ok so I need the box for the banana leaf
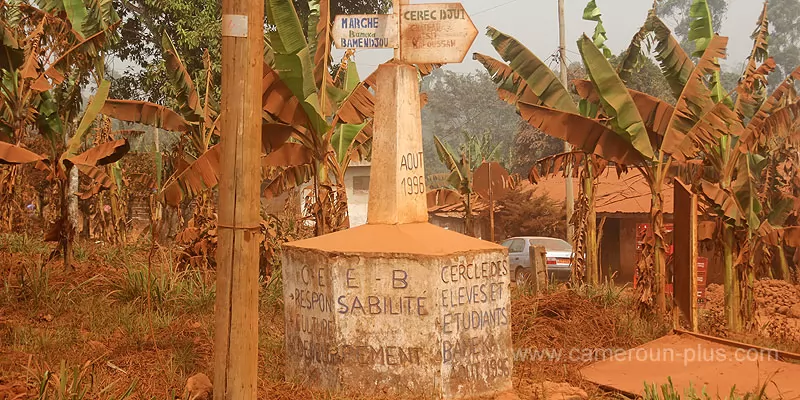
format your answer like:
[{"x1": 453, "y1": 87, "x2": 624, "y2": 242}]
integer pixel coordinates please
[
  {"x1": 45, "y1": 21, "x2": 120, "y2": 84},
  {"x1": 161, "y1": 143, "x2": 221, "y2": 206},
  {"x1": 19, "y1": 21, "x2": 44, "y2": 80},
  {"x1": 735, "y1": 58, "x2": 777, "y2": 120},
  {"x1": 583, "y1": 0, "x2": 611, "y2": 58},
  {"x1": 732, "y1": 153, "x2": 766, "y2": 231},
  {"x1": 529, "y1": 151, "x2": 605, "y2": 184},
  {"x1": 262, "y1": 123, "x2": 297, "y2": 153},
  {"x1": 262, "y1": 62, "x2": 328, "y2": 139},
  {"x1": 266, "y1": 0, "x2": 327, "y2": 136},
  {"x1": 0, "y1": 141, "x2": 45, "y2": 164},
  {"x1": 616, "y1": 23, "x2": 648, "y2": 83},
  {"x1": 573, "y1": 79, "x2": 674, "y2": 143},
  {"x1": 329, "y1": 61, "x2": 375, "y2": 128},
  {"x1": 487, "y1": 27, "x2": 578, "y2": 114},
  {"x1": 688, "y1": 0, "x2": 727, "y2": 105},
  {"x1": 647, "y1": 13, "x2": 696, "y2": 100},
  {"x1": 64, "y1": 79, "x2": 110, "y2": 158},
  {"x1": 755, "y1": 100, "x2": 800, "y2": 144},
  {"x1": 162, "y1": 32, "x2": 202, "y2": 123},
  {"x1": 473, "y1": 52, "x2": 537, "y2": 105},
  {"x1": 740, "y1": 66, "x2": 800, "y2": 147},
  {"x1": 64, "y1": 138, "x2": 129, "y2": 167},
  {"x1": 517, "y1": 102, "x2": 646, "y2": 167},
  {"x1": 578, "y1": 34, "x2": 654, "y2": 160},
  {"x1": 688, "y1": 0, "x2": 714, "y2": 57},
  {"x1": 75, "y1": 164, "x2": 114, "y2": 199},
  {"x1": 262, "y1": 142, "x2": 312, "y2": 168},
  {"x1": 741, "y1": 2, "x2": 770, "y2": 82},
  {"x1": 662, "y1": 35, "x2": 728, "y2": 159},
  {"x1": 101, "y1": 99, "x2": 191, "y2": 133},
  {"x1": 331, "y1": 121, "x2": 370, "y2": 166},
  {"x1": 63, "y1": 0, "x2": 88, "y2": 38},
  {"x1": 262, "y1": 164, "x2": 314, "y2": 200},
  {"x1": 308, "y1": 0, "x2": 334, "y2": 114}
]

▶ **Exercise directions**
Produce a verbatim transcription of every line in the listing, images omitted.

▶ **Written response**
ok so I need the box for the banana leaf
format your answer like:
[{"x1": 453, "y1": 87, "x2": 624, "y2": 242}]
integer pixel coordinates please
[
  {"x1": 45, "y1": 21, "x2": 120, "y2": 84},
  {"x1": 161, "y1": 143, "x2": 221, "y2": 206},
  {"x1": 19, "y1": 21, "x2": 44, "y2": 80},
  {"x1": 735, "y1": 58, "x2": 777, "y2": 120},
  {"x1": 583, "y1": 0, "x2": 611, "y2": 58},
  {"x1": 732, "y1": 153, "x2": 766, "y2": 231},
  {"x1": 529, "y1": 151, "x2": 605, "y2": 184},
  {"x1": 262, "y1": 123, "x2": 297, "y2": 153},
  {"x1": 262, "y1": 62, "x2": 328, "y2": 139},
  {"x1": 266, "y1": 0, "x2": 327, "y2": 136},
  {"x1": 0, "y1": 141, "x2": 45, "y2": 164},
  {"x1": 616, "y1": 23, "x2": 648, "y2": 83},
  {"x1": 573, "y1": 79, "x2": 674, "y2": 143},
  {"x1": 329, "y1": 61, "x2": 375, "y2": 128},
  {"x1": 487, "y1": 27, "x2": 578, "y2": 114},
  {"x1": 688, "y1": 0, "x2": 727, "y2": 105},
  {"x1": 647, "y1": 13, "x2": 696, "y2": 100},
  {"x1": 64, "y1": 79, "x2": 110, "y2": 158},
  {"x1": 755, "y1": 100, "x2": 800, "y2": 144},
  {"x1": 162, "y1": 32, "x2": 202, "y2": 123},
  {"x1": 473, "y1": 52, "x2": 537, "y2": 105},
  {"x1": 740, "y1": 66, "x2": 800, "y2": 147},
  {"x1": 64, "y1": 138, "x2": 129, "y2": 167},
  {"x1": 517, "y1": 102, "x2": 646, "y2": 167},
  {"x1": 578, "y1": 34, "x2": 654, "y2": 160},
  {"x1": 688, "y1": 0, "x2": 714, "y2": 57},
  {"x1": 75, "y1": 164, "x2": 114, "y2": 199},
  {"x1": 262, "y1": 142, "x2": 312, "y2": 168},
  {"x1": 741, "y1": 2, "x2": 770, "y2": 82},
  {"x1": 662, "y1": 35, "x2": 728, "y2": 159},
  {"x1": 101, "y1": 99, "x2": 191, "y2": 133},
  {"x1": 331, "y1": 121, "x2": 370, "y2": 166},
  {"x1": 63, "y1": 0, "x2": 88, "y2": 38},
  {"x1": 262, "y1": 164, "x2": 314, "y2": 200},
  {"x1": 308, "y1": 0, "x2": 334, "y2": 114}
]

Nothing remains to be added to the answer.